What to work on
Write out the records below once more, exactly as they stand.
:: Task input
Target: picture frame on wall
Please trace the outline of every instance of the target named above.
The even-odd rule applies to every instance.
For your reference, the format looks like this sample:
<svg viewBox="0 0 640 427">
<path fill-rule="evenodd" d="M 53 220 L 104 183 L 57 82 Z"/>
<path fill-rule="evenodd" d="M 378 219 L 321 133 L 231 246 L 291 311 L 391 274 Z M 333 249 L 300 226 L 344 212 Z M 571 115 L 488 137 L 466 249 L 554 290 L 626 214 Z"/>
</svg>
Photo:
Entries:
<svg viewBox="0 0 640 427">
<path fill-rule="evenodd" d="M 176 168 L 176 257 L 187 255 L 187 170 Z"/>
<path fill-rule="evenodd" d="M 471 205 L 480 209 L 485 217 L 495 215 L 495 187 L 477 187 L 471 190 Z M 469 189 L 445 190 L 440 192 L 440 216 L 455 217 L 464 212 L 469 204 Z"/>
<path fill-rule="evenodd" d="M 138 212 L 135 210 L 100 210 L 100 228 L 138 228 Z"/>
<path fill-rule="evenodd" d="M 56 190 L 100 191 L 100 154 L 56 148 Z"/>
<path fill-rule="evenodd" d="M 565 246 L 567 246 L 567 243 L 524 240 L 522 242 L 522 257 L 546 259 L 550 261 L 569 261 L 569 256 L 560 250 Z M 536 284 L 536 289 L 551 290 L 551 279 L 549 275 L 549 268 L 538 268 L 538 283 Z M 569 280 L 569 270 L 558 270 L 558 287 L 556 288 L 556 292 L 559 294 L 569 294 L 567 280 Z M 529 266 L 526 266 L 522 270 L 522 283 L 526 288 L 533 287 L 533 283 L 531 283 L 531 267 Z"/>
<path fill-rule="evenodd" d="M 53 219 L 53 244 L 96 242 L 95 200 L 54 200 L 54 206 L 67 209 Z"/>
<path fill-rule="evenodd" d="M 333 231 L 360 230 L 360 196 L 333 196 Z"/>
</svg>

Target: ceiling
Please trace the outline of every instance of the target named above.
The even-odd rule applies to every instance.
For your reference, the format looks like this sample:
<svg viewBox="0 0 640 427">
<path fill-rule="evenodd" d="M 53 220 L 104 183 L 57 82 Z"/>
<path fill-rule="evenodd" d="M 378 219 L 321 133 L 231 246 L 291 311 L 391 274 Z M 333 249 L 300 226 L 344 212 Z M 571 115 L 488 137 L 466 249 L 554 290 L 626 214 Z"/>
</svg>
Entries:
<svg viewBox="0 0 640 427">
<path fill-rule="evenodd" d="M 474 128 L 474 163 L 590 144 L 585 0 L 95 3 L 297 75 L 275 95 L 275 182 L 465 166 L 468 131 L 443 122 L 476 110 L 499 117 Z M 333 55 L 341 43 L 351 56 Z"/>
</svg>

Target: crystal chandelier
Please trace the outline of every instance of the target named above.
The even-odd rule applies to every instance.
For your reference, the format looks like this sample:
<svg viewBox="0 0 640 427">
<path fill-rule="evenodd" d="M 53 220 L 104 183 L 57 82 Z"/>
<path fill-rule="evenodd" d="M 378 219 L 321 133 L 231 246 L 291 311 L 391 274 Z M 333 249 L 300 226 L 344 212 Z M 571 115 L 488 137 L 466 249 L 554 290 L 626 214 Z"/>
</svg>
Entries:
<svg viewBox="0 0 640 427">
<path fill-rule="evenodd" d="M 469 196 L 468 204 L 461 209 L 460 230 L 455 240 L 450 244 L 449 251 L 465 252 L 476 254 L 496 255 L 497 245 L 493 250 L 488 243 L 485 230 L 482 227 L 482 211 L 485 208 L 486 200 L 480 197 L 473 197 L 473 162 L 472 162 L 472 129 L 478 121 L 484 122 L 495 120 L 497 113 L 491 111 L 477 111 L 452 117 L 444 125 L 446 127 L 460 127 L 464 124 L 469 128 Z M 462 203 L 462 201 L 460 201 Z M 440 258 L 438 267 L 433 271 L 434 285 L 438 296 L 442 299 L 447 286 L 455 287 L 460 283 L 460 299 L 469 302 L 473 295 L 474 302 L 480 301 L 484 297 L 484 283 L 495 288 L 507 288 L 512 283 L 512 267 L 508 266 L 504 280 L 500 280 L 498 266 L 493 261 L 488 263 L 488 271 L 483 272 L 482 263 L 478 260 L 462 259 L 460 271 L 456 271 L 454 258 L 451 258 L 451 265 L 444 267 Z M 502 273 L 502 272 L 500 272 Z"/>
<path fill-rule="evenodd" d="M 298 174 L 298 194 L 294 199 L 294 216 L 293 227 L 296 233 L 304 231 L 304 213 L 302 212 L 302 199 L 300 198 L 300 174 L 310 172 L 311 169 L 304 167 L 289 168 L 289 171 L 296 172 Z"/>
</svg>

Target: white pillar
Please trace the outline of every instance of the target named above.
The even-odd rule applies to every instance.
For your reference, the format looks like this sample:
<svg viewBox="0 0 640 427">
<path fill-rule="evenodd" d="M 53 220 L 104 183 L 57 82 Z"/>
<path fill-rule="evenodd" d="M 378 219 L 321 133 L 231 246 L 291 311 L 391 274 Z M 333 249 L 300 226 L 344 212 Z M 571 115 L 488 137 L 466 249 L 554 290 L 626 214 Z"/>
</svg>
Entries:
::::
Reply to the exercise
Target: picture frame on wall
Please trace the outline of every instance of the target named above.
The even-odd rule applies to every instance.
For your reference, the format looks like this sample:
<svg viewBox="0 0 640 427">
<path fill-rule="evenodd" d="M 53 220 L 104 183 L 57 82 Z"/>
<path fill-rule="evenodd" d="M 378 219 L 321 133 L 231 246 L 291 311 L 391 274 Z M 333 249 L 300 226 L 344 212 Z M 571 115 L 488 137 L 466 249 L 554 290 L 626 214 Z"/>
</svg>
Photo:
Entries:
<svg viewBox="0 0 640 427">
<path fill-rule="evenodd" d="M 176 168 L 176 257 L 187 255 L 187 170 Z"/>
<path fill-rule="evenodd" d="M 471 205 L 480 209 L 485 217 L 495 215 L 495 187 L 477 187 L 471 190 Z M 469 189 L 445 190 L 440 192 L 440 216 L 455 217 L 464 212 L 469 204 Z"/>
<path fill-rule="evenodd" d="M 138 212 L 135 210 L 100 210 L 100 228 L 138 228 Z"/>
<path fill-rule="evenodd" d="M 56 190 L 100 191 L 100 154 L 56 148 Z"/>
<path fill-rule="evenodd" d="M 565 246 L 567 246 L 567 243 L 524 240 L 522 242 L 522 257 L 546 259 L 550 261 L 569 261 L 569 256 L 560 250 Z M 536 284 L 536 289 L 551 290 L 551 279 L 549 275 L 549 268 L 538 268 L 538 283 Z M 569 280 L 569 270 L 558 270 L 558 287 L 556 288 L 556 292 L 559 294 L 569 294 L 567 280 Z M 529 266 L 526 266 L 522 270 L 522 283 L 526 288 L 533 287 L 533 283 L 531 283 L 531 267 Z"/>
<path fill-rule="evenodd" d="M 53 219 L 53 244 L 96 242 L 95 200 L 54 200 L 54 206 L 67 209 Z"/>
<path fill-rule="evenodd" d="M 333 231 L 360 230 L 360 196 L 333 196 Z"/>
</svg>

Target: ceiling
Please trace the outline of every instance of the target named above.
The even-odd rule applies to every instance.
For your reference, the format looks like this sample:
<svg viewBox="0 0 640 427">
<path fill-rule="evenodd" d="M 53 220 L 104 183 L 57 82 Z"/>
<path fill-rule="evenodd" d="M 378 219 L 321 133 L 231 246 L 291 311 L 391 274 Z M 333 249 L 300 226 L 344 212 Z M 571 115 L 488 137 L 466 249 L 554 290 L 626 214 Z"/>
</svg>
Entries:
<svg viewBox="0 0 640 427">
<path fill-rule="evenodd" d="M 474 128 L 474 163 L 590 144 L 585 0 L 95 3 L 297 75 L 275 95 L 275 182 L 465 166 L 468 131 L 443 122 L 476 110 L 499 117 Z M 333 55 L 341 43 L 351 56 Z"/>
</svg>

Target: crystal chandelier
Please trace the outline of every instance of the target named above.
The even-odd rule applies to every instance.
For your reference, the format looks like this sample:
<svg viewBox="0 0 640 427">
<path fill-rule="evenodd" d="M 53 220 L 104 183 L 57 82 Z"/>
<path fill-rule="evenodd" d="M 378 219 L 321 133 L 231 246 L 291 311 L 391 274 Z M 333 249 L 300 226 L 344 212 Z M 571 115 L 488 137 L 466 249 L 554 290 L 626 214 Z"/>
</svg>
Entries:
<svg viewBox="0 0 640 427">
<path fill-rule="evenodd" d="M 469 196 L 468 204 L 461 209 L 460 230 L 455 240 L 450 244 L 449 251 L 465 252 L 476 254 L 496 255 L 497 245 L 493 250 L 488 243 L 485 230 L 482 227 L 482 211 L 485 208 L 486 200 L 480 197 L 473 197 L 473 162 L 472 162 L 472 129 L 478 121 L 484 122 L 495 120 L 497 113 L 491 111 L 477 111 L 452 117 L 444 125 L 446 127 L 460 127 L 464 124 L 469 128 Z M 462 203 L 462 201 L 460 201 Z M 440 258 L 438 267 L 433 271 L 434 285 L 438 296 L 442 299 L 447 286 L 455 287 L 460 283 L 460 299 L 469 302 L 473 295 L 474 302 L 480 301 L 484 297 L 484 283 L 495 288 L 507 288 L 512 283 L 512 267 L 508 266 L 504 280 L 500 280 L 498 266 L 493 261 L 488 263 L 488 271 L 483 272 L 482 263 L 478 260 L 462 259 L 460 271 L 456 271 L 454 258 L 451 258 L 451 265 L 444 267 Z M 502 273 L 502 272 L 500 272 Z"/>
<path fill-rule="evenodd" d="M 298 174 L 298 194 L 294 199 L 294 216 L 293 227 L 296 233 L 304 231 L 304 213 L 302 212 L 302 199 L 300 198 L 300 174 L 310 172 L 311 169 L 304 167 L 289 168 L 289 171 L 296 172 Z"/>
</svg>

Target: white pillar
Please trace the outline of every instance of the target named above.
The even-odd rule applies to every instance.
For your reference, the format looks like this sample:
<svg viewBox="0 0 640 427">
<path fill-rule="evenodd" d="M 53 220 L 104 183 L 57 82 Z"/>
<path fill-rule="evenodd" d="M 378 219 L 321 133 L 231 246 L 291 311 L 391 274 Z M 333 249 L 300 226 L 344 212 Z M 571 115 L 488 137 L 466 249 L 554 290 L 626 214 Z"/>
</svg>
Entries:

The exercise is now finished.